# Written instruction
Return exactly the lines from the one bearing "of the green" through the last, and no others. Pictures must be left out.

# Records for processing
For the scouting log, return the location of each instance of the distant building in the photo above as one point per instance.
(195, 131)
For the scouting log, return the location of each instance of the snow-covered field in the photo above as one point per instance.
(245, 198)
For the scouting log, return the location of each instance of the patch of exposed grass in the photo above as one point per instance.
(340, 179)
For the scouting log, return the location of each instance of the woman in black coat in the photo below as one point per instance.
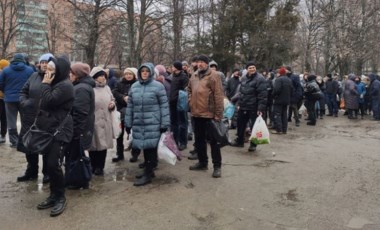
(29, 100)
(83, 116)
(57, 96)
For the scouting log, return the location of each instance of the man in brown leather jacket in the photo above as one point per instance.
(206, 103)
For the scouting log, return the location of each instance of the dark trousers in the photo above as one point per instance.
(32, 167)
(98, 159)
(57, 182)
(310, 106)
(244, 116)
(179, 125)
(332, 104)
(3, 119)
(200, 132)
(280, 118)
(150, 159)
(293, 109)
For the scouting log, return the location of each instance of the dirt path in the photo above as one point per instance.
(323, 177)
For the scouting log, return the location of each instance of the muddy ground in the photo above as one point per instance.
(323, 177)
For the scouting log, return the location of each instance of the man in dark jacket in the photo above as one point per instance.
(374, 92)
(29, 101)
(252, 102)
(332, 89)
(12, 79)
(178, 119)
(296, 96)
(282, 91)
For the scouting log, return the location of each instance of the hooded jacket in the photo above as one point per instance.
(13, 78)
(147, 111)
(56, 103)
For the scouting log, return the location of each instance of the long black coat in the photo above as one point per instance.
(83, 111)
(57, 102)
(30, 96)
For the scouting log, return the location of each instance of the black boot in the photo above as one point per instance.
(59, 207)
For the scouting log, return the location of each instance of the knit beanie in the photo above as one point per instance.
(45, 57)
(3, 63)
(80, 69)
(282, 71)
(203, 58)
(18, 58)
(161, 69)
(131, 70)
(250, 64)
(97, 72)
(177, 65)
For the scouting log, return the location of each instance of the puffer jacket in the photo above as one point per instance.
(350, 93)
(147, 111)
(206, 95)
(102, 138)
(83, 110)
(253, 93)
(56, 103)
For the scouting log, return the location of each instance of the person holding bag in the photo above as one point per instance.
(103, 133)
(30, 96)
(57, 96)
(148, 115)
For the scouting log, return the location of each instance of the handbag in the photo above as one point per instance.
(79, 171)
(218, 130)
(39, 141)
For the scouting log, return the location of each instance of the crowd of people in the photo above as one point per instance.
(80, 101)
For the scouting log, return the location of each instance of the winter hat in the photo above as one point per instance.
(3, 63)
(18, 58)
(97, 72)
(185, 63)
(213, 63)
(177, 65)
(45, 57)
(282, 71)
(161, 69)
(250, 64)
(80, 69)
(131, 70)
(203, 58)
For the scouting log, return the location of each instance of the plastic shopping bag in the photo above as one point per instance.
(260, 132)
(116, 124)
(164, 153)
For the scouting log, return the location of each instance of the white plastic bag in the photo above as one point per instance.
(116, 127)
(164, 152)
(260, 132)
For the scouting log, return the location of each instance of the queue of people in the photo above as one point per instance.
(81, 100)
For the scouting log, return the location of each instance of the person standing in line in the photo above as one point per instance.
(147, 115)
(12, 79)
(57, 96)
(3, 117)
(102, 138)
(206, 96)
(83, 114)
(282, 90)
(30, 96)
(121, 96)
(178, 119)
(253, 97)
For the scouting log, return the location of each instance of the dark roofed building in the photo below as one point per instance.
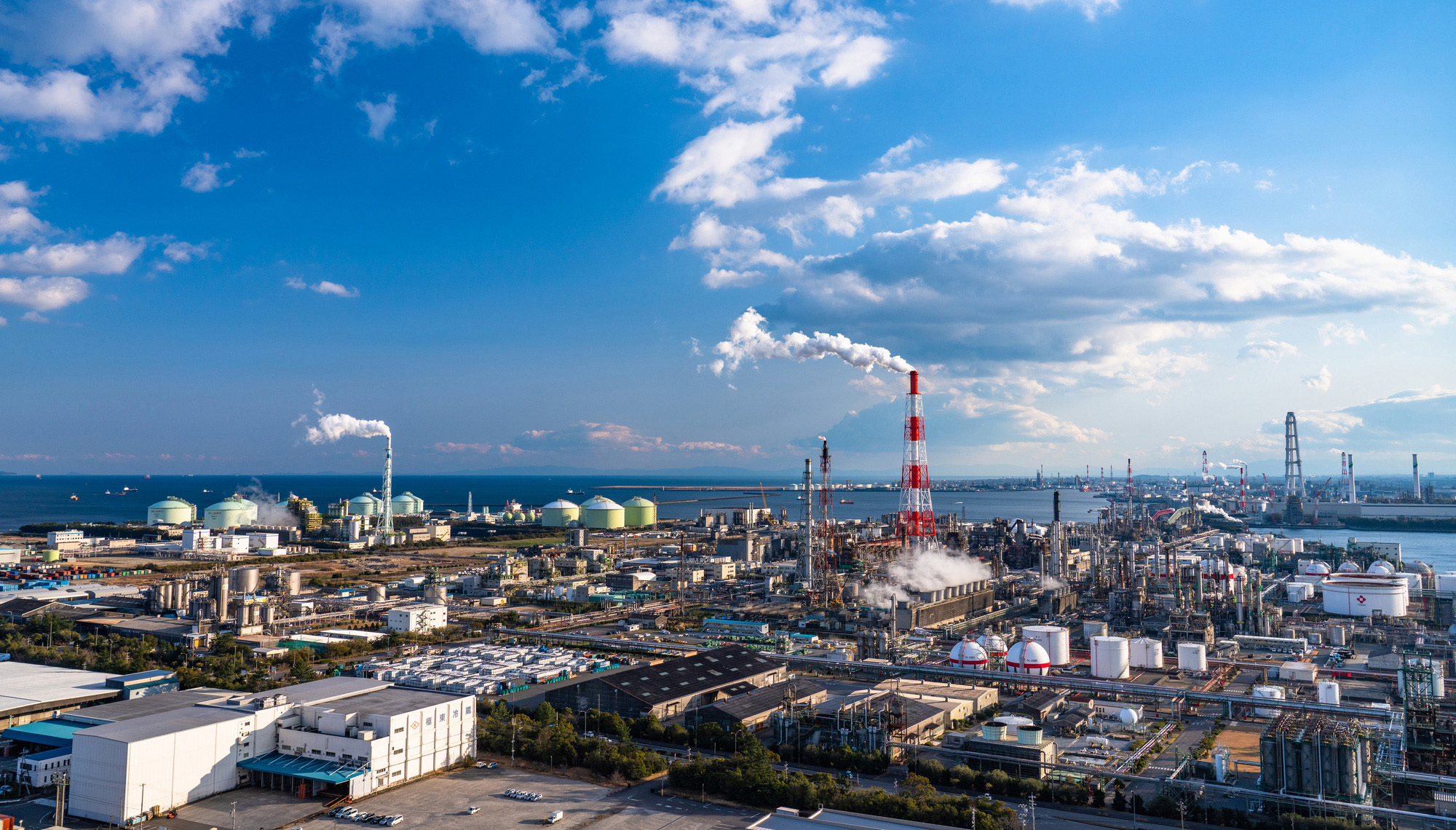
(752, 710)
(670, 688)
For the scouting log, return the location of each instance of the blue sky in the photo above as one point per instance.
(653, 235)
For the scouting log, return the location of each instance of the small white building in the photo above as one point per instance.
(422, 617)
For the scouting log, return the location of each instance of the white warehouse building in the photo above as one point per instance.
(420, 617)
(343, 736)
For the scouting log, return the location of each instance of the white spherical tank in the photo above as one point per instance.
(1029, 657)
(968, 655)
(1359, 596)
(1147, 653)
(994, 644)
(1267, 694)
(1193, 657)
(1055, 639)
(1110, 657)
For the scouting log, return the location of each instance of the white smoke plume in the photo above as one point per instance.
(925, 570)
(334, 427)
(272, 507)
(749, 340)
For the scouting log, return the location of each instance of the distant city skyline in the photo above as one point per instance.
(650, 235)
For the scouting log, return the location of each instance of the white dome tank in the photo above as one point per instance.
(994, 644)
(1029, 657)
(1147, 653)
(1110, 657)
(968, 655)
(1055, 639)
(1193, 657)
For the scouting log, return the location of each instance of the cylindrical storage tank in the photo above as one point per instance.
(994, 644)
(604, 515)
(1267, 694)
(1359, 596)
(560, 513)
(1110, 657)
(171, 512)
(1029, 657)
(1055, 639)
(228, 513)
(1193, 657)
(1147, 653)
(968, 655)
(638, 512)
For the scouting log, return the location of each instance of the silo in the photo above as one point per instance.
(640, 512)
(560, 513)
(1110, 657)
(1193, 657)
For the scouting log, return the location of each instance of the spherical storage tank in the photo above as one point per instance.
(1029, 657)
(1359, 595)
(560, 513)
(1110, 657)
(228, 513)
(1147, 653)
(638, 512)
(968, 655)
(171, 510)
(1267, 694)
(1193, 657)
(605, 513)
(1053, 639)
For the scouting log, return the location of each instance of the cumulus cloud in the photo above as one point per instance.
(751, 341)
(1345, 333)
(1269, 350)
(381, 116)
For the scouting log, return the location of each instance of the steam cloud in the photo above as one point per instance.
(749, 340)
(334, 427)
(925, 570)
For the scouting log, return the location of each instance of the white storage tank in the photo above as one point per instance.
(1147, 653)
(1193, 657)
(1359, 596)
(1110, 657)
(1053, 639)
(1267, 694)
(1029, 657)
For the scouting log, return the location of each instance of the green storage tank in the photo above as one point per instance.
(640, 512)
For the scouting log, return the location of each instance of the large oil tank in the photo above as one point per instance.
(1055, 640)
(560, 513)
(1193, 657)
(638, 512)
(1267, 694)
(1110, 657)
(1147, 653)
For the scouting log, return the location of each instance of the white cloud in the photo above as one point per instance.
(1320, 381)
(1090, 8)
(1345, 331)
(43, 293)
(1269, 350)
(749, 56)
(381, 116)
(203, 178)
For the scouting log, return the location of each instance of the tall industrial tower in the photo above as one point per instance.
(1294, 474)
(917, 516)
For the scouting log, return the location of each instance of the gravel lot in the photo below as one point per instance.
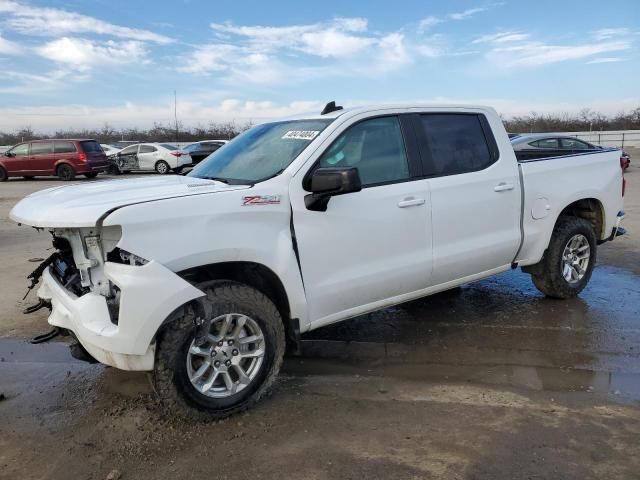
(488, 381)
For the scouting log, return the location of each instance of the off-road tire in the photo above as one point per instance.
(162, 167)
(548, 276)
(65, 172)
(170, 379)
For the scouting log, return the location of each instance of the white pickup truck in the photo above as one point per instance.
(299, 223)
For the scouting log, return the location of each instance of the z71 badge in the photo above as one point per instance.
(260, 200)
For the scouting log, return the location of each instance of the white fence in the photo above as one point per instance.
(619, 139)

# Result below
For the scouting log, return the location of each instance of the green storage tank in the photo above as one point per instance.
(640, 512)
For the scouting log, return the location of each instance of the large oil tank in the photo above as one point per instance.
(1055, 640)
(560, 513)
(1193, 657)
(638, 512)
(1267, 694)
(1110, 657)
(1147, 653)
For the scouting log, return the location of each instance of the white cloud in the photo above as one point per instance.
(1320, 381)
(1090, 8)
(1345, 331)
(43, 293)
(1269, 350)
(749, 56)
(381, 116)
(203, 178)
For the scouting log, return the location of each instance of the tall industrial tower in the photo above as one point per instance.
(1294, 474)
(917, 516)
For the scouting log, return the location of each instance of the gravel lot in the photo below as one point per instance.
(488, 381)
For the scouting log, return the location of each instance of the off-road tire in the photo above as one point per instance.
(162, 167)
(548, 276)
(65, 172)
(170, 379)
For the scouting log, return the location of each instance of the white pickup truck in the photo above as one point per instance.
(299, 223)
For the scouting log, return the location of each instance of the z71 badge in the photo above as one point per instance.
(260, 200)
For the scouting log, return the location of each instance of the white fence in the photo above as one point per instance.
(619, 139)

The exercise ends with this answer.